| Dataset entries |
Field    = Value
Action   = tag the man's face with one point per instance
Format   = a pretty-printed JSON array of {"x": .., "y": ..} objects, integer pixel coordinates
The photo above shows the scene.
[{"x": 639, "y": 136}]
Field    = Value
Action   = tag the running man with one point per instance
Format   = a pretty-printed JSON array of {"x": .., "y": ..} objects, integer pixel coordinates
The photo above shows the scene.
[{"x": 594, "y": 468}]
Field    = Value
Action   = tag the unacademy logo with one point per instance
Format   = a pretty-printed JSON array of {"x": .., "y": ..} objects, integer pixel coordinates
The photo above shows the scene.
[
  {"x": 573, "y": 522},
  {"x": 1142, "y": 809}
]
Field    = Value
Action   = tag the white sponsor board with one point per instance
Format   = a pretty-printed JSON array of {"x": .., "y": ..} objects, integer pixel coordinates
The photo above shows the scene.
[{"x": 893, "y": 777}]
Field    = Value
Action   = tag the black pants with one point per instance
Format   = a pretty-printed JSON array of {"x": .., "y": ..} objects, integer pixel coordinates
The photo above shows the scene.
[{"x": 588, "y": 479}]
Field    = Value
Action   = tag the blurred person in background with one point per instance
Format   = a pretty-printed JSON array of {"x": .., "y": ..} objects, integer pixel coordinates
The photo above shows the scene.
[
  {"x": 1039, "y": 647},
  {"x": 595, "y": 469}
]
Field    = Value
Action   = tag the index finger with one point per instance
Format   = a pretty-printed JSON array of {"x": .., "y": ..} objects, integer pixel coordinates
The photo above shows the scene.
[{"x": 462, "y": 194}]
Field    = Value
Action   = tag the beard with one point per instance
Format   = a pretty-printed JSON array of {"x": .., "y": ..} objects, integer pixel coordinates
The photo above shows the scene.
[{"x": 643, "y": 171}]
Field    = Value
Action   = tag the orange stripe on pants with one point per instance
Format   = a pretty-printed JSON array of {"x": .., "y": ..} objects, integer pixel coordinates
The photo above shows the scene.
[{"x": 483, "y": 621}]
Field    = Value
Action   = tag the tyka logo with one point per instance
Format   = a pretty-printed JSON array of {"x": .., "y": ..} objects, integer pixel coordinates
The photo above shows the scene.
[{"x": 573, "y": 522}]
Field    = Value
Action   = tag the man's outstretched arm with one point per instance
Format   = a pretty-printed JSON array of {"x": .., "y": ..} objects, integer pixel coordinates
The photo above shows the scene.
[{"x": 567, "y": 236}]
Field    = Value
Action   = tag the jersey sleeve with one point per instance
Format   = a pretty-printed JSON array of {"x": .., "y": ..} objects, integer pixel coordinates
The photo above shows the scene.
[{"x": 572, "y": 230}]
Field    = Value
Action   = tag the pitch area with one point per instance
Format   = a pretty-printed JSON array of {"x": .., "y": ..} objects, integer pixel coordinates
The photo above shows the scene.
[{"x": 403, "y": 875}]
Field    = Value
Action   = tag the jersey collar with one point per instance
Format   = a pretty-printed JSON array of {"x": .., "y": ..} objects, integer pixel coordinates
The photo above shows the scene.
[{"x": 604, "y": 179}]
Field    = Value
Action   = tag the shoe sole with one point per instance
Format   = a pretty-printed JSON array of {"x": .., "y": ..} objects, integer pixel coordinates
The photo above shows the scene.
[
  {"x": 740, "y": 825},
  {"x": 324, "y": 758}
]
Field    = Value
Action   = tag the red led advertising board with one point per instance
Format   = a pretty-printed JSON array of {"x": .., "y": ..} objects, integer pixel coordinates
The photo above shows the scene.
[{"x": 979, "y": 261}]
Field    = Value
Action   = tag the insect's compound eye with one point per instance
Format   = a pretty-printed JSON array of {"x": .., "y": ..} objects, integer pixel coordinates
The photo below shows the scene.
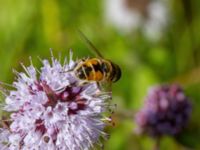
[
  {"x": 105, "y": 67},
  {"x": 80, "y": 74}
]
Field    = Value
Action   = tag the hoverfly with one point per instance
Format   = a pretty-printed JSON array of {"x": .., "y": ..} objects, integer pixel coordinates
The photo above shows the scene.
[{"x": 96, "y": 69}]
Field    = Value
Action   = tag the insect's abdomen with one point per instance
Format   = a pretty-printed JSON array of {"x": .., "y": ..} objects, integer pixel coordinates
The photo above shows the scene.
[{"x": 91, "y": 70}]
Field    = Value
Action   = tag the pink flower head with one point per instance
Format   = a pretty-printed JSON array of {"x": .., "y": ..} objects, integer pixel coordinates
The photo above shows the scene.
[{"x": 51, "y": 110}]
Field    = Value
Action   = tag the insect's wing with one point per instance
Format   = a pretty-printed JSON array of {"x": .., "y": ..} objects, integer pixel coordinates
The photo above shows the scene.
[{"x": 90, "y": 45}]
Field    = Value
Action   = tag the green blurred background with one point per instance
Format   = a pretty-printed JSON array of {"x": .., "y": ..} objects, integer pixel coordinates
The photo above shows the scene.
[{"x": 31, "y": 28}]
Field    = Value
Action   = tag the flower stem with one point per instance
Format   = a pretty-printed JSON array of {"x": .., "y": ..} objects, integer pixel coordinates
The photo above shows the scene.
[{"x": 157, "y": 144}]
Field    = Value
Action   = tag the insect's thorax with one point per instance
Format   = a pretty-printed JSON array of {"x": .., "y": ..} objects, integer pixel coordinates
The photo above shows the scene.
[{"x": 93, "y": 69}]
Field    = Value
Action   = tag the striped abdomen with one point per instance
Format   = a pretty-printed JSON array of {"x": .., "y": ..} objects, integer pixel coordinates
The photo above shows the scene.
[{"x": 95, "y": 69}]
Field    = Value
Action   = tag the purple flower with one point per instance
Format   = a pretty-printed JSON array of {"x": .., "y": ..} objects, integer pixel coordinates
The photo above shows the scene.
[
  {"x": 166, "y": 111},
  {"x": 51, "y": 110}
]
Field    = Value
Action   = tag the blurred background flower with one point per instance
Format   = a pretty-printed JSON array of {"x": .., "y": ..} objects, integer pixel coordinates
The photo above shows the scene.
[
  {"x": 30, "y": 28},
  {"x": 166, "y": 111}
]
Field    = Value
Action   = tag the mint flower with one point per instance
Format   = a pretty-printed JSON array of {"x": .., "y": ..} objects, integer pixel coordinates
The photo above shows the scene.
[{"x": 51, "y": 110}]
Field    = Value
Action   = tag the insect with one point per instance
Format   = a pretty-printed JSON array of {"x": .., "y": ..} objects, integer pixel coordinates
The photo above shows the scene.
[{"x": 96, "y": 69}]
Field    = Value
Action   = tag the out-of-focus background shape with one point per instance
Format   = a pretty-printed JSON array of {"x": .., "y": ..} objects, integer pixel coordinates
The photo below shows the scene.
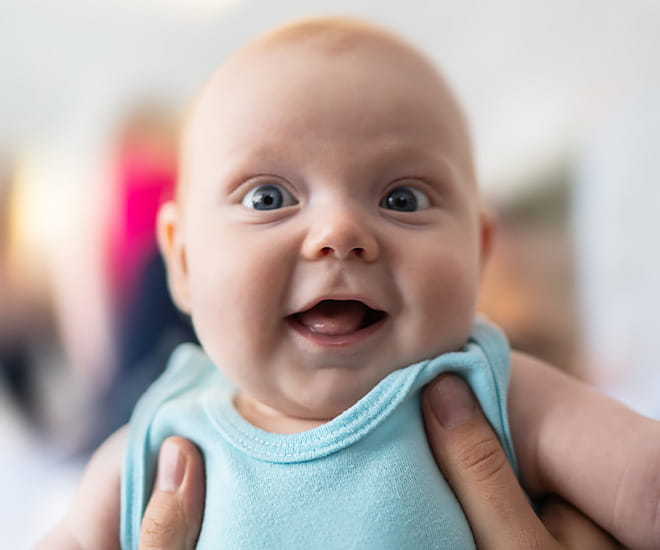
[{"x": 564, "y": 101}]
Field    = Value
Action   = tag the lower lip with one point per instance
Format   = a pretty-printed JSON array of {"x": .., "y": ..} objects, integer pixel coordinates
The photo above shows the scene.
[{"x": 343, "y": 340}]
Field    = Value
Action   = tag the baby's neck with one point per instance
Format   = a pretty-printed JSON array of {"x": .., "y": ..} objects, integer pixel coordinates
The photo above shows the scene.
[{"x": 272, "y": 420}]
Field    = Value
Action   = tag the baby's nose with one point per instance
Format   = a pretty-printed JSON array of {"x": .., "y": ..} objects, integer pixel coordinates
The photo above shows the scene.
[{"x": 340, "y": 234}]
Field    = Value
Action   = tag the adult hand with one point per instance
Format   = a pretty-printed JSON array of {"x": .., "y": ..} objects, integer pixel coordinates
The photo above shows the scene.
[
  {"x": 473, "y": 462},
  {"x": 173, "y": 516}
]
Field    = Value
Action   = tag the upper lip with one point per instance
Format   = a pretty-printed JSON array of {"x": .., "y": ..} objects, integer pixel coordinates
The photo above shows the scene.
[{"x": 367, "y": 301}]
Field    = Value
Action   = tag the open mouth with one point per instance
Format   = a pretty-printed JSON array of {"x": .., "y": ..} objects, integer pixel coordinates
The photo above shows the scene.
[{"x": 336, "y": 318}]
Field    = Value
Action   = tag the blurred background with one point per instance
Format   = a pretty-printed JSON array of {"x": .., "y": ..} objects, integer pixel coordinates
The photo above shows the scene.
[{"x": 564, "y": 102}]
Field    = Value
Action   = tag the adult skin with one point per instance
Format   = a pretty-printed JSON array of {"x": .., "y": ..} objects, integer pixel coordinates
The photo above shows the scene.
[{"x": 465, "y": 447}]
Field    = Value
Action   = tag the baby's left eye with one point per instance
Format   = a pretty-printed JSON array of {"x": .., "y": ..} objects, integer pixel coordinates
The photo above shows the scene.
[{"x": 405, "y": 199}]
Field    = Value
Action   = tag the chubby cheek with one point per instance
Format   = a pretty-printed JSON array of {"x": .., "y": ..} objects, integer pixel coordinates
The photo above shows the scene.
[
  {"x": 236, "y": 293},
  {"x": 441, "y": 302}
]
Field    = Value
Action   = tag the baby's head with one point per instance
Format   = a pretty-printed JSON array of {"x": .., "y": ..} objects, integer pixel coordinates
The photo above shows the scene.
[{"x": 328, "y": 228}]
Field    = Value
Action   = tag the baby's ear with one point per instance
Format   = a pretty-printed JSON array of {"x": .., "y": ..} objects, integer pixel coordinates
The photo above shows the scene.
[
  {"x": 488, "y": 230},
  {"x": 170, "y": 240}
]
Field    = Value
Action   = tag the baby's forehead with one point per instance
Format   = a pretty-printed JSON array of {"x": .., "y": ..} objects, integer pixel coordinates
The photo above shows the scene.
[{"x": 286, "y": 53}]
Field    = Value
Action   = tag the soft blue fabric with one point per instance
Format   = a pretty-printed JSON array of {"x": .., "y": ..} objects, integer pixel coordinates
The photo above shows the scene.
[{"x": 366, "y": 479}]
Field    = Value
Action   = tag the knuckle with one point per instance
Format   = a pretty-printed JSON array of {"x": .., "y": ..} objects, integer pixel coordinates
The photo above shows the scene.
[{"x": 483, "y": 459}]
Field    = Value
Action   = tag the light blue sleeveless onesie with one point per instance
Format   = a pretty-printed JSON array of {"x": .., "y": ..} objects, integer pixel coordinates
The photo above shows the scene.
[{"x": 366, "y": 479}]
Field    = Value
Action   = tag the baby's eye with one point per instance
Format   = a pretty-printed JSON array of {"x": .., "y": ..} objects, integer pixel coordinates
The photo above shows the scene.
[
  {"x": 269, "y": 196},
  {"x": 405, "y": 199}
]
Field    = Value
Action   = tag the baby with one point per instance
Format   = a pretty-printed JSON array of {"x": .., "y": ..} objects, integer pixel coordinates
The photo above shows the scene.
[{"x": 328, "y": 241}]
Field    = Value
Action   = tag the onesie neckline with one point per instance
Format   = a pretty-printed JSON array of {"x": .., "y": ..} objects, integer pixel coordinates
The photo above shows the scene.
[{"x": 340, "y": 432}]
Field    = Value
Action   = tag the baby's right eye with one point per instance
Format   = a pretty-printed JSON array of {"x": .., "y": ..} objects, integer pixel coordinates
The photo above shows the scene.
[{"x": 269, "y": 196}]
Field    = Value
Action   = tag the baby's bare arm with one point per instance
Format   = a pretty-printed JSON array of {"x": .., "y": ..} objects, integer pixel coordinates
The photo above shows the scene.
[
  {"x": 594, "y": 452},
  {"x": 93, "y": 519}
]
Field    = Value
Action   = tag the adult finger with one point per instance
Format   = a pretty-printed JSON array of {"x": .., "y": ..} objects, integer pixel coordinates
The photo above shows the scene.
[
  {"x": 473, "y": 461},
  {"x": 173, "y": 516}
]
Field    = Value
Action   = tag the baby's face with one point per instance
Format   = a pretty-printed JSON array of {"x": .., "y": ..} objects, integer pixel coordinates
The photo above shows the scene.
[{"x": 329, "y": 231}]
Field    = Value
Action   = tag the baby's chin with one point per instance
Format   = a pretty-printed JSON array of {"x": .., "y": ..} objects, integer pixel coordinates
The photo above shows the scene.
[{"x": 295, "y": 415}]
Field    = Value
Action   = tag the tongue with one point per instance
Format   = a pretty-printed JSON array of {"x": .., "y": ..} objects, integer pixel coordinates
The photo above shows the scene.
[{"x": 333, "y": 318}]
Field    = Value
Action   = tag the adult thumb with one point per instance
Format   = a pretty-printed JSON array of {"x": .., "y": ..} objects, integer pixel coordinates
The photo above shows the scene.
[
  {"x": 173, "y": 516},
  {"x": 472, "y": 460}
]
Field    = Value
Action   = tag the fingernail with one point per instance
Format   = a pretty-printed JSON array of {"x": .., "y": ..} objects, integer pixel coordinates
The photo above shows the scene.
[
  {"x": 452, "y": 402},
  {"x": 171, "y": 467}
]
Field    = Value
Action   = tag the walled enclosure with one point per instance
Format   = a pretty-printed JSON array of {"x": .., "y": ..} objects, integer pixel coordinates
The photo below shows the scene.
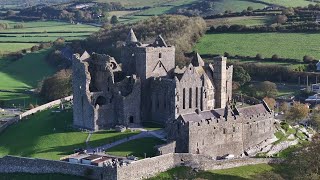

| Directive |
Identify every line in the data above that contains the word "flower", and copy each of those lines in full.

| Output |
Action   = tag the pink flower head with one point per instance
Action   = tag the flower stem with one point per instance
Action   = tag the purple flower with one point per instance
Action   = tag the blurred background flower with one point per instance
Action   = tag the mint flower with one point per instance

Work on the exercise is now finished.